» EXERCISE OBJECTIVE: Could you rewrite the stretch from "Most of the" through "of coronary patients11." in the passage on anaesthesia and cardiovascular responses, replacing "elderly" with "older"?
Top of GIVEN TEXT
The changes in mean blood pressure and mean heart rate recorded during the procedure are shown in Tables 3 and 4.  There were significant group differences in both of these variables after induction of anaesthesia, intubation / laryngeal mask application and extubation / LMA removal.  The mean blood pressure  in the tracheal tube group increased significantly after intubation (P<0.01), then returned to the baseline value in the following measurements.  Lightening of the anaesthesia and extubation was followed by a further increase in mean blood pressure (P<0.046). While mean blood pressure in the LMA group showed less variation than in the TT group and did not show significant change from baseline value in almost all measurements.  Mean heart rate in the TT group showed significant variations between the different measurements.  It increased significantly 30 seconds after intubation (P<0.001) and in 1 minute post-extubation (P<0.001), but in the LMA group slight increase in mean heart rate has been recorded after induction of the anaesthesia and the LMA insertion which returned to the baseline value from 3 minutes post-insertion onwards.
 

DISCUSSION

Most of the cataract patients are elderly.  They usually have pathophysiological changes of the cardiovascular system which leaves them with diminished reserve capacity during stress responses.  Studies in healthy elderly patients have shown that the cardiovascular pathophysiology as well as circulatory responses to stress is similar to those of coronary patients11.
Bottom of GIVEN TEXT
Top of RECORD EXTRACTS
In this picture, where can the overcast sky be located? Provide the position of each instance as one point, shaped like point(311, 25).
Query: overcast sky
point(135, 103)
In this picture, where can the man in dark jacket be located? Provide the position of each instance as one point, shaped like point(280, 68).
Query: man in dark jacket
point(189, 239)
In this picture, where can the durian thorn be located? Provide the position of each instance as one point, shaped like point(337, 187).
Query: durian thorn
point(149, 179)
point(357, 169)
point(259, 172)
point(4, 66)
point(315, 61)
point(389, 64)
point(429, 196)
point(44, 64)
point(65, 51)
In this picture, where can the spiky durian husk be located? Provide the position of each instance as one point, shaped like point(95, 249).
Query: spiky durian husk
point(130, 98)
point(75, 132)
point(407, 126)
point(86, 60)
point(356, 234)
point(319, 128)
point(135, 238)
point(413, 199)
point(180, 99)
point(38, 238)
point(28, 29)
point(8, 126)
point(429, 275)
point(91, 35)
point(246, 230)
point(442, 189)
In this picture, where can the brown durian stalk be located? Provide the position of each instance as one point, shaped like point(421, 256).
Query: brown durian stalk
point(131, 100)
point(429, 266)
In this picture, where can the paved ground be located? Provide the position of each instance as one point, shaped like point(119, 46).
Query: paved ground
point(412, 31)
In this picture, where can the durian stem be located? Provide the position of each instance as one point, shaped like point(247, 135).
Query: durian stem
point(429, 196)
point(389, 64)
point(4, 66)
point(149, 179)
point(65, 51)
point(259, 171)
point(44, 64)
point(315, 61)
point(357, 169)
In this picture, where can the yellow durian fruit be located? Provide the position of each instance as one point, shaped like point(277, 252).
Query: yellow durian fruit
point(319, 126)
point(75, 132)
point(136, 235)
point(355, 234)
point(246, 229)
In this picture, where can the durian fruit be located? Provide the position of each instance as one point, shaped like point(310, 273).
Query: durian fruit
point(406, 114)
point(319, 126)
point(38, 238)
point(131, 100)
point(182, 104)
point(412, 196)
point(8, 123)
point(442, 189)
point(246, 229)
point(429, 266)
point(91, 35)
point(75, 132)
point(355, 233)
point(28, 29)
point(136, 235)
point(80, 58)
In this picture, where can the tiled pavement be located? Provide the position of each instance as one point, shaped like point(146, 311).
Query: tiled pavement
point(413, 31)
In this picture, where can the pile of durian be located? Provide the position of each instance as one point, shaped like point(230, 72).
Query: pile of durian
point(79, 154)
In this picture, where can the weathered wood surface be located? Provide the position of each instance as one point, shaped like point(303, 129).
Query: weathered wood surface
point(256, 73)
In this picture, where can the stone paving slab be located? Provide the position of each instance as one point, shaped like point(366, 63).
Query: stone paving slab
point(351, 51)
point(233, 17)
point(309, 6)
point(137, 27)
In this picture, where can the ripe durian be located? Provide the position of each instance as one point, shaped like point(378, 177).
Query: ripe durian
Bottom of RECORD EXTRACTS
» ANSWER TO THE PROBLEM:
Most of the cataract patients are older.  They usually have pathophysiological changes of the cardiovascular system which leaves them with diminished reserve capacity during stress responses.  Studies in healthy older patients have shown that the cardiovascular pathophysiology as well as circulatory responses to stress is similar to those of coronary patients11.